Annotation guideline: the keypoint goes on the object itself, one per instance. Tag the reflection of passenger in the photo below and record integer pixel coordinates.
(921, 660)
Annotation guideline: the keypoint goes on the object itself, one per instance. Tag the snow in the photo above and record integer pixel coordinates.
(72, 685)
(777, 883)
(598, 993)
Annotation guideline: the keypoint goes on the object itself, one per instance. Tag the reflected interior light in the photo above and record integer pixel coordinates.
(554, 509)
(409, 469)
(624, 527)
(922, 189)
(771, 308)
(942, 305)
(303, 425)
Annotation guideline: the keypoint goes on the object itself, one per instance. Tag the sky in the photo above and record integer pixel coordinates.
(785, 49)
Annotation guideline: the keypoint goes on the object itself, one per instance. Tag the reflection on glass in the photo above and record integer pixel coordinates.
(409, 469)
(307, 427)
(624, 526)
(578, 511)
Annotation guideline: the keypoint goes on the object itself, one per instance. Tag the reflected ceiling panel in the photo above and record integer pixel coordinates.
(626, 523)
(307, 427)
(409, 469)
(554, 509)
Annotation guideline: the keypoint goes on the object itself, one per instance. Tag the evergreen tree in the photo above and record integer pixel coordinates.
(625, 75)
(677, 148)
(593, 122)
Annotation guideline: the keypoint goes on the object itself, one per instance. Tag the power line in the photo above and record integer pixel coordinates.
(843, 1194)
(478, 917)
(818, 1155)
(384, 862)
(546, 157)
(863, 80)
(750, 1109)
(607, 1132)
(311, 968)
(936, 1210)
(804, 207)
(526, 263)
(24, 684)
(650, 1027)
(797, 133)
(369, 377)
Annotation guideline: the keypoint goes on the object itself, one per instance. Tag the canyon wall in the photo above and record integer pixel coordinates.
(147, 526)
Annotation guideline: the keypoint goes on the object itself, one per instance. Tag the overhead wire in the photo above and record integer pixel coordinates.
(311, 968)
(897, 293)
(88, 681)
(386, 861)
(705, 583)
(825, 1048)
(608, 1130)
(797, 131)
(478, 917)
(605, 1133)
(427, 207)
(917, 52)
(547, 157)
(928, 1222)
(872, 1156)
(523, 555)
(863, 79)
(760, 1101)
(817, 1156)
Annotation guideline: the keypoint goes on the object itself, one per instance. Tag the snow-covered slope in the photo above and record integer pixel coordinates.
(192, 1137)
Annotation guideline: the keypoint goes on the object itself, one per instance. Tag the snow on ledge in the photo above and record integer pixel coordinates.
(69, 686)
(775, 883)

================

--- Written request ---
Reproduce the entire listing above verbatim, line for line, with no changes to wording, numbers, or order.

--- The output ---
Annotation guideline: the keypoint goes on the object itself, one per instance. Tag the reflection of passenger in the photo below and record integer pixel coordinates.
(921, 660)
Annotation guideline: the keypoint goes on the object itself, one per instance. Tag the snow in the photo above and record integer pixel coordinates.
(72, 685)
(777, 883)
(598, 993)
Annotation guideline: the keypoint goes on the object itself, one per instance. Tag the reflected interior light in the photo above and record integer pixel coordinates.
(554, 509)
(409, 469)
(624, 527)
(922, 189)
(771, 308)
(942, 305)
(303, 425)
Annotation guideline: the keypoint goes on the object itself, one per instance. Tag the sky in the photo above and record integer pixel coordinates.
(785, 49)
Annotation guideline: the keypoint goes on the object itself, one per instance. Tag the reflection on glass in the photo above and record integer pixel coordinates.
(409, 469)
(307, 427)
(624, 526)
(578, 511)
Annotation guideline: the keypoint goes on the object itself, one per instance. Tag the reflected ceiling panel in the photo above and record integer pixel coordinates.
(626, 523)
(307, 427)
(409, 469)
(554, 509)
Annotation guideline: the keypoint goes on the object itself, one per instance. Tag the evergreen tree in the photo above and record integer pixel coordinates.
(625, 75)
(677, 148)
(593, 122)
Annotation guideline: the keypoint goes on the object itself, one per instance. Tag the power line in the photo above and record integer pixel coordinates.
(843, 1194)
(478, 917)
(818, 1155)
(384, 862)
(546, 157)
(863, 80)
(750, 1109)
(607, 1132)
(311, 968)
(936, 1210)
(804, 207)
(526, 263)
(24, 684)
(650, 1027)
(797, 133)
(369, 377)
Annotation guideline: the keypoint goes on the object itself, one per instance. Tag the canyon wall in the photo above and record integer pixel coordinates.
(147, 526)
Annotation guideline: the keypoint goes on the object itself, one per instance. Tag the overhead wire in the photo above and record integer pixel coordinates.
(311, 968)
(897, 293)
(88, 681)
(386, 861)
(705, 583)
(825, 1048)
(608, 1130)
(797, 131)
(478, 917)
(605, 1133)
(427, 207)
(917, 52)
(547, 157)
(928, 1222)
(872, 1156)
(523, 555)
(863, 79)
(760, 1101)
(817, 1156)
Annotation guideline: the keypoint goes on the object itself, one per instance. Tag the snow-covered slope in the photo above and record integer pixel coordinates.
(192, 1137)
Annotation guideline: the keypoint goes on the object itself, one per instance. Tag the snow on ledge in the photo above and record integer pixel coordinates.
(69, 686)
(775, 883)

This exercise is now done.